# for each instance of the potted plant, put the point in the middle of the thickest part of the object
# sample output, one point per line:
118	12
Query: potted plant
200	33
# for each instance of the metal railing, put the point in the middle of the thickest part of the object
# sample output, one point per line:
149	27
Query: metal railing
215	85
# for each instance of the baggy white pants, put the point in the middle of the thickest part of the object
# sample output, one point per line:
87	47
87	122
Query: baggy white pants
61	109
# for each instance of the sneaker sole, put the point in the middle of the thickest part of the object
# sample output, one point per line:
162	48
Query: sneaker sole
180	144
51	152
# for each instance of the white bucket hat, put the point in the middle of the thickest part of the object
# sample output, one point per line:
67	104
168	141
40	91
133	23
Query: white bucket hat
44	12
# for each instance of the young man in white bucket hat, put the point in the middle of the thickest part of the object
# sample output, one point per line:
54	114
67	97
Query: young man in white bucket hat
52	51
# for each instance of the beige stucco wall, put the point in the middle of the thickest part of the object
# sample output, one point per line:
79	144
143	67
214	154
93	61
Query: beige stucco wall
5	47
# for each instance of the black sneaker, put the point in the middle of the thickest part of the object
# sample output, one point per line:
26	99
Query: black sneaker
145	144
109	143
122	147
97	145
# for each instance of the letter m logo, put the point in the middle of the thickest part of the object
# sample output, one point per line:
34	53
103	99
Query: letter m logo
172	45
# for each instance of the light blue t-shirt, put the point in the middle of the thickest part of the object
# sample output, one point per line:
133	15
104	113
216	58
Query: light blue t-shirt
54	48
--------------------------------------------------
-- Brief --
Check each line of the data above, and please copy the ones in which the string "middle" occurs.

-- Output --
# for each instance of the potted plant, put the point in the middle of the thickest part of the object
# for each instance of the metal railing, put the point in the middle of the thickest part of the object
# for each instance of the baggy white pants, put the point in the middle of the thickest part of the object
# for each instance of the sneaker sole, put the point in the middle of the thickest part of the object
# for each instance of the white bucket hat, put the point in the middle of the thickest part of the object
# for each instance of the young man in white bucket hat, put the point in the middle of the thickest part of the object
# for each instance of the beige stucco wall, put the point in the middle of the thickest part of the object
# for each instance of the black sneaker, put the point in the middle of the thickest part of the object
# for each instance of the letter m logo, put the point in the middle of the thickest part of the object
# for each instance of the light blue t-shirt, put the point in the middle of the thickest part of the object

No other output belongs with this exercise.